WHAT TO WORK ON:
1. Transcribe everything from "At the present" down to "challenge going forward." in the text on Stone Harbor lifeguards.
2. According to the text on Stone Harbor lifeguards, how much did the new two-story SHBP headquarters building cost?

SUPPLIED TEXT:
------------------------

The post cards shown here depict how the SHBP life guards over time would also be provided with movable life guard stands or chairs that would give them an elevated view overlooking the beach and the ocean areas they were responsible for protecting. The life guards at each beach or station were issued various devices over the years that were called by many different names. Whether they were ring buoys, metal torpedo buoys or canvas clad diamond buoys of many years ago, or the more current types of rescue tubes or buoys and other apparatus in use today, most life saving equipment has been attached to a rope or line that could be hand-carried into the water through the ocean surf by the life guard and given to a victim as a floatation device to aid in the rescue. With improved communications the SHBP also instituted a system whereby no beach or life guard stand/station was left unattended during a rescue. In this manner, no bathers on any beach were left vulnerable and unprotected. So you can readily understand that life guarding at Stone Harbor or for that matter at any other seashore location was indeed considered a very serious matter.
At the present time we understand that some 60 to 70 life guards and other supplementary personnel are hired and provide protection to the throngs of persons who enjoy the wonderful beaches at Stone Harbor. It is our understanding that as recently as 2021, the SHBP headquarters building of over 60 years at 95th Street was demolished and has been replaced with a modern and spacious $2.8 million two-story structure and was opened and operational beginning on Memorial Day and the start of the 2022 summer season. Due to the time and the limitations associated with the COVID pandemic, it appears right now that life guard recruitment as well as life guard retention have become problematic and life guard staffing needs continue to pose a real challenge going forward.

------------------------

COLLECTED MATERIAL:
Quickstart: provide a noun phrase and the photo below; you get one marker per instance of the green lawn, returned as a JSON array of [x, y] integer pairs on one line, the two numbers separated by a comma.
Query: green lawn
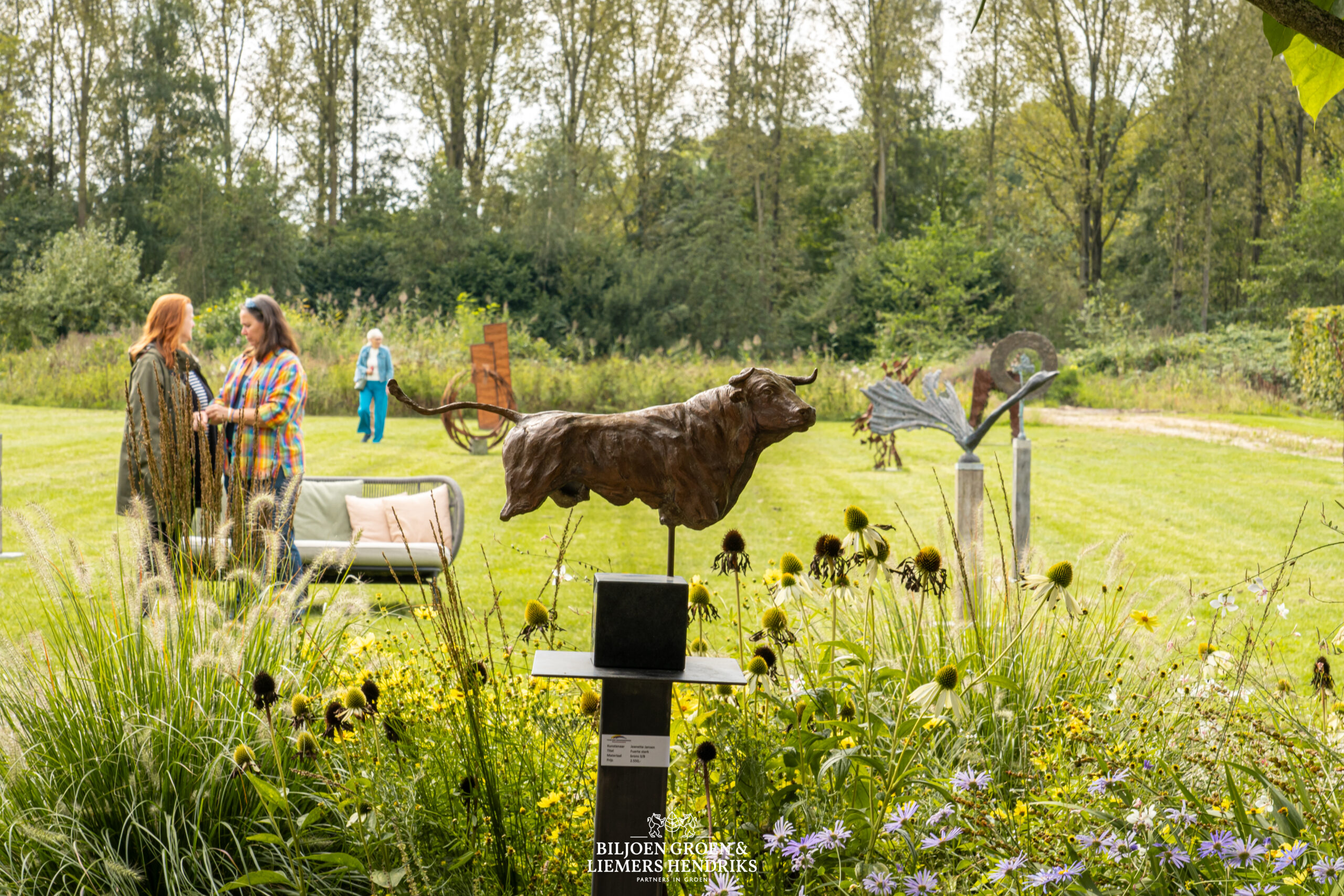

------------------------

TASK ANSWERS:
1.
At the present time we understand that some 60 to 70 life guards and other supplementary personnel are hired and provide protection to the throngs of persons who enjoy the wonderful beaches at Stone Harbor. It is our understanding that as recently as 2021, the SHBP headquarters building of over 60 years at 95th Street was demolished and has been replaced with a modern and spacious $2.8 million two-story structure and was opened and operational beginning on Memorial Day and the start of the 2022 summer season. Due to the time and the limitations associated with the COVID pandemic, it appears right now that life guard recruitment as well as life guard retention have become problematic and life guard staffing needs continue to pose a real challenge going forward.

2. $2.8 million.